**ACTIVITY**
Locate the line containing "Please pick out the green grass", then please write out that line and all the lines below it in the entries exactly.

**SOURCE INFORMATION**
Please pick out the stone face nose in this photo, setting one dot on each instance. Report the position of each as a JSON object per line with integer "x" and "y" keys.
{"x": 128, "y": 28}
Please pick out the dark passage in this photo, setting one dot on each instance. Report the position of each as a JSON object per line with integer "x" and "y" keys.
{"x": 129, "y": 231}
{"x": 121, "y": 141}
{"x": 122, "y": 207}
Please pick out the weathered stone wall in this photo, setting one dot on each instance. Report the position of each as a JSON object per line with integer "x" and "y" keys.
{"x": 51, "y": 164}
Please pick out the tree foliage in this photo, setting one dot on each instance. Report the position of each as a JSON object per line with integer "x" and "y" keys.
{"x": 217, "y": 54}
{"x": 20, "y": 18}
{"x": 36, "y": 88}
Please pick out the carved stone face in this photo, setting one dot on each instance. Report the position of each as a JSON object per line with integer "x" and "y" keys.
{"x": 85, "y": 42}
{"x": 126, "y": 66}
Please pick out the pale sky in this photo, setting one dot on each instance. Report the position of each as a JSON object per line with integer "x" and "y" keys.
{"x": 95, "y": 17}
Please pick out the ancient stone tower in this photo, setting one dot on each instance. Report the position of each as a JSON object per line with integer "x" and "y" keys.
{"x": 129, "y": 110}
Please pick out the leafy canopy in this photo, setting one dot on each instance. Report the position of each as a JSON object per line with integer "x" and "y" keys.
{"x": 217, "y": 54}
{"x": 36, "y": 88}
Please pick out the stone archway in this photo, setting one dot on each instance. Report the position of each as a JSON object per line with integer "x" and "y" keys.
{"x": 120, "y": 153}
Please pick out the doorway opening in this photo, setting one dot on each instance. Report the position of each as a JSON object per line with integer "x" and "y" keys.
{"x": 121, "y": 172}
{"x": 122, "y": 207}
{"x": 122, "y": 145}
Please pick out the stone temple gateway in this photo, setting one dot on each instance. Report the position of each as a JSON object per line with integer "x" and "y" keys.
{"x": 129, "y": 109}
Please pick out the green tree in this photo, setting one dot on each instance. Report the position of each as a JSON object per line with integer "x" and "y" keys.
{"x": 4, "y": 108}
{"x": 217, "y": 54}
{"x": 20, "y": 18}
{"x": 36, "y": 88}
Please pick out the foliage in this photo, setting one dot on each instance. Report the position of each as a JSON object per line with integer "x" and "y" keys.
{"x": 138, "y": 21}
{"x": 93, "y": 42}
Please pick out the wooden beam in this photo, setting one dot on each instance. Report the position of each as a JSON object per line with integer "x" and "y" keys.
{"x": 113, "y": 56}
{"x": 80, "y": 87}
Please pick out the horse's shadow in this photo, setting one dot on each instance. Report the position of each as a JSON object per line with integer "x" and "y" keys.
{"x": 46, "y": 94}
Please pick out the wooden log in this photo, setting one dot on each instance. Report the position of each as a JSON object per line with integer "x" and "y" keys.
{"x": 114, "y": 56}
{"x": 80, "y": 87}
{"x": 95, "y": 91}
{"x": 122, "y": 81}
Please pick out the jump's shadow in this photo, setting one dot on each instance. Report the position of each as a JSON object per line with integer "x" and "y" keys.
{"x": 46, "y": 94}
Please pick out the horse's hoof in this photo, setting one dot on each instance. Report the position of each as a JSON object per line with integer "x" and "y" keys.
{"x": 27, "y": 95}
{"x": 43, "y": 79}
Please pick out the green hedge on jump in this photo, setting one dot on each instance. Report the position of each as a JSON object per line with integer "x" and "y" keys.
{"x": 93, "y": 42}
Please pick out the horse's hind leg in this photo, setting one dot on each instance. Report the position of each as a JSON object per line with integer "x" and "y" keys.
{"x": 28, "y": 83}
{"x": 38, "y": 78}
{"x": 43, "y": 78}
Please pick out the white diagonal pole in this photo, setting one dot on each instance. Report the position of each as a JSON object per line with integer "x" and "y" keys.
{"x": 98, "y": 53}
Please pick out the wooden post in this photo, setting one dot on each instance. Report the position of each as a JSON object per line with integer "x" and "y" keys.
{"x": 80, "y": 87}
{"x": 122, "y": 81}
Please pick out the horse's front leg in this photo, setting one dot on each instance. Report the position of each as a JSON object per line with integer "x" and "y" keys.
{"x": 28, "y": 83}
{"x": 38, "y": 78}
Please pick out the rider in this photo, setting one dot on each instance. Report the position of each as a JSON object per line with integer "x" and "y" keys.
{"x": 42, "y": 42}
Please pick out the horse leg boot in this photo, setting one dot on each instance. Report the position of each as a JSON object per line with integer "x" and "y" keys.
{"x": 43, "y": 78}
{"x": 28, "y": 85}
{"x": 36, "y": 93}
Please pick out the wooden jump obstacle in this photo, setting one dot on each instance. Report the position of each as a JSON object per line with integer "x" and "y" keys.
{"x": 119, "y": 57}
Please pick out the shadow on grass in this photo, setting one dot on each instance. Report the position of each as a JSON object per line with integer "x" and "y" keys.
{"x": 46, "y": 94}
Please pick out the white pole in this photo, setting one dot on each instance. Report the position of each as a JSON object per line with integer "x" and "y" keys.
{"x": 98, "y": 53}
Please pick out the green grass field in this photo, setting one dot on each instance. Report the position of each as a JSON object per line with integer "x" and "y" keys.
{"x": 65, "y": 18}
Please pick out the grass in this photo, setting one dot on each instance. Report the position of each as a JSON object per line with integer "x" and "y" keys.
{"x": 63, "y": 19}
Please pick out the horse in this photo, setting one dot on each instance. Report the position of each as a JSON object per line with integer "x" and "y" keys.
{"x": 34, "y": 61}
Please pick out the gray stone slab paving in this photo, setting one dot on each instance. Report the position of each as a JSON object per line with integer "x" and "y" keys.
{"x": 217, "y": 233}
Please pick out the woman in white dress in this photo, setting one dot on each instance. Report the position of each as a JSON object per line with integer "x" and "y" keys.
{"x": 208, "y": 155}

**EXERCISE SOLUTION**
Please pick out the green grass field in this photo, setting one dot on each instance. Report the position of each as a JSON object per line with integer "x" and "y" keys.
{"x": 65, "y": 18}
Please pick out the grass in this photo, setting one dot on each instance. Report the position of each as a JSON object per line with integer "x" and "y" keys.
{"x": 63, "y": 19}
Please pick out the horse in this photo, setting one dot on each instance. Report the position of each as a JSON object per line with integer "x" and "y" keys.
{"x": 34, "y": 61}
Please pick out the gray stone slab paving in this photo, setting one dot on each instance. Report the position of each as a JSON object per line with integer "x" and "y" keys.
{"x": 217, "y": 233}
Please pick out the woman in white dress in this photo, setting one dot on each instance. Report the position of each as a JSON object per line with integer "x" and "y" keys.
{"x": 208, "y": 155}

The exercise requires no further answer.